(Text segment Opens)
Hyperkalaemia Causes
Hyperkalaemia (K+ >5.5 mmol/L) is potentially fatal due to cardiac arrhythmias. Urgent treatment is required when K+ >6.5 mmol/L or ECG changes are present.
✦ The Mnemonic
"DR CRAMP — Hyperkalaemia Causes"
Drugs · Renal failure · Crush · RTA · Addison's · Massive transfusion · Pseudohyperkalaemia
Clinical Breakdown
ECG changes in hyperkalaemia (in order of severity): peaked T waves → PR prolongation → P wave flattening → widened QRS → sine wave pattern → VF/asystole. Any ECG change requires immediate treatment with IV calcium gluconate (membrane stabilisation).
Emergency treatment: 1) IV calcium gluconate 10 mL 10% (membrane stabilisation — works in minutes); 2) Insulin + glucose (drives K+ into cells — works in 30 min); 3) Salbutamol nebulised (also drives K+ intracellular); 4) Sodium bicarbonate if acidotic; 5) Calcium resonium or patiromer (removes K+ from gut — hours); 6) Haemodialysis if refractory.
Pseudohyperkalaemia: always exclude before treating. A haemolysed sample (visible pink colour), delayed processing, or extreme thrombocytosis/leukocytosis can falsely raise K+. Request a fresh sample in a lithium heparin tube, processed immediately.
⭐ Clinical Pearl
Hyperkalaemia in AKI + ACEi: the most common preventable cause in hospital. Stop ACEi/ARBs + K+-sparing diuretics immediately. Review all medications. Correct volume depletion. If K+ >6.5 mmol/L and not responding to medical management within 2–4 hours — request urgent nephrology review for haemodialysis.
(Text segment Closes)
(Record extracts Opens)
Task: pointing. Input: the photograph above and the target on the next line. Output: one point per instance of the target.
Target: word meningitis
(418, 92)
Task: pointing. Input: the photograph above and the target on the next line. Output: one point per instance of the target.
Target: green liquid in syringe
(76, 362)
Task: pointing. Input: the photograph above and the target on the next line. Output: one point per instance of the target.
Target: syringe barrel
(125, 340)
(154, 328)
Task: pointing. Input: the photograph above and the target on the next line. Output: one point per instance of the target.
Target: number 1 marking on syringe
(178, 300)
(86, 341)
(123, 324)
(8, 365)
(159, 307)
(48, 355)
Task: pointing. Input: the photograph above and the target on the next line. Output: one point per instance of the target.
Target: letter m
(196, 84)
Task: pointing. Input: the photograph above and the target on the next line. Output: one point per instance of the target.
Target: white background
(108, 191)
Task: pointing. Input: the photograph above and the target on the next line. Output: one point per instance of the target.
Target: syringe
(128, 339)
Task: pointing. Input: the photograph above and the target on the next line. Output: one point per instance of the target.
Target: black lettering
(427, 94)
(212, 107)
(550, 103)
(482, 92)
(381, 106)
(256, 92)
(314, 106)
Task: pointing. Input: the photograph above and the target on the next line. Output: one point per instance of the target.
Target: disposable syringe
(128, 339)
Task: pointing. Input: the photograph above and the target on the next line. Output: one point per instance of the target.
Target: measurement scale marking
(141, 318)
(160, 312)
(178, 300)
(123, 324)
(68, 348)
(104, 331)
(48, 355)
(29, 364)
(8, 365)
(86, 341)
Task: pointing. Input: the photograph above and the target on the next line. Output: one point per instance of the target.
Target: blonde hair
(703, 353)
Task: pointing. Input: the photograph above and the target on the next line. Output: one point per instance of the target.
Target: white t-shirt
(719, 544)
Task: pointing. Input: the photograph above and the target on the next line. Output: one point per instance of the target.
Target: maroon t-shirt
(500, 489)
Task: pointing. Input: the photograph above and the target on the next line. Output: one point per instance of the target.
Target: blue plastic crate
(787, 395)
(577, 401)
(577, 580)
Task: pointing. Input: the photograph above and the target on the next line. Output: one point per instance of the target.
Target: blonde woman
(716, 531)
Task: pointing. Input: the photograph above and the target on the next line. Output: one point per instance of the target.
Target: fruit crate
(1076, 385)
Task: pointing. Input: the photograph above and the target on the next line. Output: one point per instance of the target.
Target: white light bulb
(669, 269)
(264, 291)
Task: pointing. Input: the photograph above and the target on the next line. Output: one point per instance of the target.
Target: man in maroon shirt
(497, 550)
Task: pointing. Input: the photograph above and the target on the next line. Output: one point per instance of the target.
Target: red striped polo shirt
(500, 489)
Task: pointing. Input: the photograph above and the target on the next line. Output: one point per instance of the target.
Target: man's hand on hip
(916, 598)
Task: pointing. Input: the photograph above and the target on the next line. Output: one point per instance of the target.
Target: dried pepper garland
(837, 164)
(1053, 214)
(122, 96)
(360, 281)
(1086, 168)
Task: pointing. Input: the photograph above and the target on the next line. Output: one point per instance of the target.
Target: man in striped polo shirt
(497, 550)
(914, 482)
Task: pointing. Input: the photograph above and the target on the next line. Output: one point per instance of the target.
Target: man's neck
(Record extracts Closes)
Requirement 1 » Translate this sentence from the passage on hyperkalaemia into Spanish: "Urgent treatment is required when K+ >6.5 mmol/L or ECG changes are present."
Requirement 2 » Summarize the passage on hyperkalaemia in three sentences.

Answer 1 » Se requiere tratamiento urgente cuando el K+ es >6,5 mmol/L o hay cambios en el ECG.

Answer 2 » Hyperkalaemia, a K+ level above 5.5 mmol/L, is potentially fatal because of cardiac arrhythmias, and its causes are grouped under the mnemonic DR CRAMP: drugs, renal failure, crush, RTA, Addison's, massive transfusion and pseudohyperkalaemia. Any ECG change requires immediate IV calcium gluconate, and further emergency treatment includes insulin with glucose, nebulized salbutamol, sodium bicarbonate if acidotic, calcium resonium or patiromer, and haemodialysis if refractory. Pseudohyperkalaemia should always be excluded before treating, and in hospital the most common preventable cause is AKI with ACE inhibitors, which calls for stopping ACEi/ARBs and K+-sparing diuretics immediately.